| THE TASKS |
1. In the mayor's vision article, how many acres does the City own next to and behind Gander Mountain?
2. In the records, switch "hyacinth" to "tulip" in the lines from the one that contains "Vision module – locates any pink" through the end of the records. Give back only those lines, with nothing else altered.

| DOCUMENT SEGMENT |
----

Mayor's Vision: North of Taylorsville Road

Some people like to discuss Huber Heights as having two parts; one north of I-70 and one south of I-70.  The line that would show the most difference in thought probably would be the county line.  The different schools and different mailing addresses lead to markedly different community identities.   Consider the city from an economic perspective and the natural line becomes Taylorsville road.  In this article, I address the I-70 corridor, the Fairgrounds, the Music Center, Carriage Trails and the High Water Pressure Zone proposal.
As a general philosophy, I prefer trees and fields over black top and buildings.  I do not like to get stuck in traffic.  If the government is to promote economic development the accent should be on “economic”.  By this I mean we entice people or companies into the city that will help lower our taxes.  In other words, if I am going to be forced into a longer commute, then whatever causes that extra traffic should be contributing enough to our economy to lower our taxes.  That is the general philosophy.  Of course, there are many nuances that affect the implementation.  You will see some of these nuances as I address the projects going on north of Taylorsville road. 
Carriage Trails Development:
The City must provide a good environment that ensures Carriage Trails development continues at a good pace.  This opening statement may appear to contradict my general philosophy but here is where those nuances come into play.  The decision to build Carriage Trails Boulevard and assume the debt that went along with that decision was made long before I became mayor.  Based on where we are today, completing the build out is the best course of action.  Future decisions made by your council must maximize our return while still promoting the build out of houses.
If you recall the main discussion since I have been Mayor has been the level of supplement the city provides.   Last year with the seating of new council members we were able to reduce the supplements to an appropriate level.   Next year there will be another ask.  We see from last year, the development could be successful without the $15,000, $18,000 or higher supplements they received before the new council was in place.  Going forward the question is whether $8,000 or $4,000 is the right number.
Unfortunately, because the way the contract is written a $0 dollar supplement will not be in the best interest of the City.   In the contract, the developer is entitled to either; A:  X dollars starting year Y based on a formula or B: the amount they negotiate for real time with the city.  For each of the previous sections the developer has chosen to take upfront money.  For future sections if the developer and the city did not come to an agreement under the second method then the developer would still have the option of receiving money under the formula.   The number calculated in that formula gets smaller for sections that occur in later years.  It probably does not go to zero for a couple more years yet. 
Look for a discussion this year on supplements for the Carriage Trail developer with the objective being a successful development while keeping as much tax payer dollars available for other city necessities.  Additionally, in previous years staff has presented council with projections on benefits to the city.  They have mentioned connection fees and additional water and sewer revenues.  I hope that council asks to see the results.  Also, I have asked for staff to document the additional costs associated with this development.  For instance adding the water tower, additional stop lights and  unless council decides to change its decision the $2.5 million water pressure project.  Council support for the kind of documentation which shows the benefits and costs has not been forthcoming as of yet.  I would like to see objective reporting on this development before I leave office next year.
The Fairgrounds[1]:
I am not in favor of the City running any aspects of the property if the Fairground Board acquires the 80 acres the City owns next to and behind Gander Mountain.  During the last council work session, I laid out what it would take to get my support for transferring ownership of that property to the Fair Board for little or no cash[2].   To get my support the Fair Board will have to be willing to put in the land sale contract items that will guarantee their use of the land will bring benefit to the residents of Huber Heights year-round.

----

| ENTRIES SHOWN |
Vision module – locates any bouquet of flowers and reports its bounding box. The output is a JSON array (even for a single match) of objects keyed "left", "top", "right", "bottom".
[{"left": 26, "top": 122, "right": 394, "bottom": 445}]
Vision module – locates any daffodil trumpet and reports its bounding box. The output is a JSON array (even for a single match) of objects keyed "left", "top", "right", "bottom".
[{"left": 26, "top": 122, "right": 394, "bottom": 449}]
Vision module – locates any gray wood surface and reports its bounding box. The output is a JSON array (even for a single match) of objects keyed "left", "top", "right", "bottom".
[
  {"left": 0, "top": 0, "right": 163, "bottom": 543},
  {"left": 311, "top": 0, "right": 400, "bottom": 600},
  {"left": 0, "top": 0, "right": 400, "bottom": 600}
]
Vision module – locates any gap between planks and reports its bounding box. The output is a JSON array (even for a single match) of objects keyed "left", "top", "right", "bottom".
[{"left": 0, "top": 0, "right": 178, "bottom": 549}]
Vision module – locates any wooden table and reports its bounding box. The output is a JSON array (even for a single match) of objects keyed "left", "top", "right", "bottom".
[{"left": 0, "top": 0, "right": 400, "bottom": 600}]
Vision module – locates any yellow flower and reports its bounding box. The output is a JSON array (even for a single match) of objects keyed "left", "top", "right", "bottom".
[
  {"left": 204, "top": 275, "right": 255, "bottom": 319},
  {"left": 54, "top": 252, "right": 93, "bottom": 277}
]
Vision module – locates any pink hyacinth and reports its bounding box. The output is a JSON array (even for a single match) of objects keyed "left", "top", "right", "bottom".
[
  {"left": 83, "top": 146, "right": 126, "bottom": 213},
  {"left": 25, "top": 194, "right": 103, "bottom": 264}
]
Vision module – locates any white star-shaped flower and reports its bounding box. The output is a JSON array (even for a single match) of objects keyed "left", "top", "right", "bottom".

----

| SOLVED PROBLEMS |
1. 80 acres.

2.
Vision module – locates any pink tulip and reports its bounding box. The output is a JSON array (even for a single match) of objects keyed "left", "top", "right", "bottom".
[
  {"left": 83, "top": 146, "right": 126, "bottom": 213},
  {"left": 25, "top": 194, "right": 103, "bottom": 264}
]
Vision module – locates any white star-shaped flower and reports its bounding box. The output is a JSON array (even for a single match) of objects keyed "left", "top", "right", "bottom".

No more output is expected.